__Work to complete__.
Duplicate each of the following lines verbatim, from the first to the last.

(Collected data)
********
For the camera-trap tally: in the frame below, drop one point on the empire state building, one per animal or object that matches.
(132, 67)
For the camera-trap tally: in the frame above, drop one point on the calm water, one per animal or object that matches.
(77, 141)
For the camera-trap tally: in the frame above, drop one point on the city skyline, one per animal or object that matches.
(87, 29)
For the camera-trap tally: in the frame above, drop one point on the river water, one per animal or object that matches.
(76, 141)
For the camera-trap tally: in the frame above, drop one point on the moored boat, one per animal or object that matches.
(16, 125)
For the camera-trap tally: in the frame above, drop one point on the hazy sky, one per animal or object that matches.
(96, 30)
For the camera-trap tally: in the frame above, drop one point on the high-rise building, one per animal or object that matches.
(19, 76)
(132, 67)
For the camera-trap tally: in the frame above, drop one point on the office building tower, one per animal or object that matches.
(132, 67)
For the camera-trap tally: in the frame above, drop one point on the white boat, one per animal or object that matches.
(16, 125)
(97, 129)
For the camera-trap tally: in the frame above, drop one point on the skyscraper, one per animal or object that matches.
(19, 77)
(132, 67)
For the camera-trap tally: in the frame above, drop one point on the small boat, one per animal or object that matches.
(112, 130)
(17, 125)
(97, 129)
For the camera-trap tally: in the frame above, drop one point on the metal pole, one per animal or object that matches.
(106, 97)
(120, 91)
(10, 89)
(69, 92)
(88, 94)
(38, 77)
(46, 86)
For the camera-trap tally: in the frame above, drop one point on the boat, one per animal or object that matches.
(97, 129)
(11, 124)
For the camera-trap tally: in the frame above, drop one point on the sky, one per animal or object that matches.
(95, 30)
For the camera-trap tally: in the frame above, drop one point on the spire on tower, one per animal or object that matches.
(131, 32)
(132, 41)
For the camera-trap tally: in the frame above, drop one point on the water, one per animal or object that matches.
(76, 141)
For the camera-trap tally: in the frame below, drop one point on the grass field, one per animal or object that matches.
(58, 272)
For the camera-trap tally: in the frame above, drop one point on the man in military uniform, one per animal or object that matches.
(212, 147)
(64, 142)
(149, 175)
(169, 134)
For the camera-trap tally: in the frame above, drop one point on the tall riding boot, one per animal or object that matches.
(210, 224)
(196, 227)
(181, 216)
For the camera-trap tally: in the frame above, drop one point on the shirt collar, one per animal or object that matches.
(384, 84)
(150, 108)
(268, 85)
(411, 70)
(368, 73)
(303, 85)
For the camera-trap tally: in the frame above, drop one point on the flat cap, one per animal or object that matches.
********
__Written solution__.
For the camera-trap tally: in the frame below, drop one point on the empire state building, one per animal or object that matches.
(132, 67)
For the camera-trap tally: in the frame above, drop one point on the calm water, one per animal or object that matches.
(77, 141)
For the camera-trap tally: in the frame above, drop one point on the city skyline, one per animal or object that matches.
(87, 29)
For the camera-trap tally: in the frame above, drop one point on the river water, one per animal or object that matches.
(76, 141)
For the camera-trap tally: in the frame above, drop one point on the moored boat, one per animal or object that matches.
(16, 125)
For the camera-trap tally: in the frame above, drop one point on the hazy sky, one per animal or object that matches.
(96, 30)
For the camera-trap tally: in the frame above, drop one point on the high-rise building, one per animal or object that matches.
(19, 76)
(132, 67)
For the camera-trap tally: in the frame above, drop one point on the office building tower, one per animal or object that matches.
(132, 67)
For the camera-trap tally: in the frame above, drop one point on the white boat, one per animal or object that matches.
(16, 125)
(97, 129)
For the camera-trap tally: in the frame above, drop one point on the skyscraper, one per animal or object that matches.
(19, 77)
(132, 67)
For the camera-trap tally: in the frame above, drop one point on the small boat, one per animal or object that matches.
(112, 130)
(17, 125)
(97, 129)
For the camera-trap tally: in the frame above, drop one point on the metal pole, one per animal or object that matches.
(106, 97)
(120, 91)
(10, 89)
(69, 92)
(88, 94)
(38, 77)
(46, 86)
For the camera-trap tally: in the frame above, drop one point on the boat, one per animal or object that matches.
(97, 129)
(11, 124)
For the camera-trap tally: in the frame above, drop one point on the sky, one per animal or object that matches.
(95, 30)
For the camera-trap tally: in the frame above, drop one point on the spire on tower, one per animal or object that matches.
(131, 32)
(132, 41)
For the camera-trap tally: in the frame above, drop one point on the water, one per animal or object that matches.
(76, 141)
For the camera-trap tally: in the frame below, drop one point on the grass field, one per animal or object that matches.
(58, 272)
For the camera-trap tally: in the frame above, drop one point on the man in military uniform, one per animal or object that matches.
(212, 147)
(64, 142)
(149, 175)
(169, 134)
For the camera-trap tally: in the frame above, drop one point on the tall riding boot, one per animal or object that matches.
(210, 224)
(196, 227)
(181, 216)
For the camera-trap tally: in the frame above, drop one point on the shirt collar, one per animal or object that matches.
(384, 84)
(150, 108)
(268, 85)
(411, 70)
(368, 73)
(303, 85)
For the camera-trap tally: in the frame above, drop one point on the flat cap, one per animal or object that matches.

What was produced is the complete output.